╭─ Material provided

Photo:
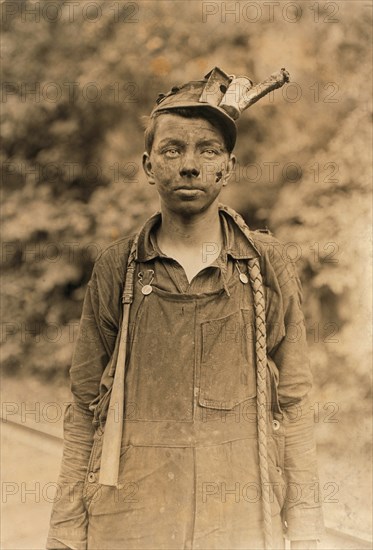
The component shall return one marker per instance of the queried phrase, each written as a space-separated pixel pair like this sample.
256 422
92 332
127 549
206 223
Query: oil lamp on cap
225 96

╰─

_Exercise details_. Reproduce every line of the items above, requests included, but leave out the pictures. Offset each coordinate in the answers by adding 96, and keep the requests and their sample pairs unchanged.

_Finished exercise_.
Photo:
The component shall return one marker per instance of the queried phrase, each written as a space-separated pixel pair like this sample.
256 422
92 332
127 549
206 223
Query: oil lamp on cap
321 192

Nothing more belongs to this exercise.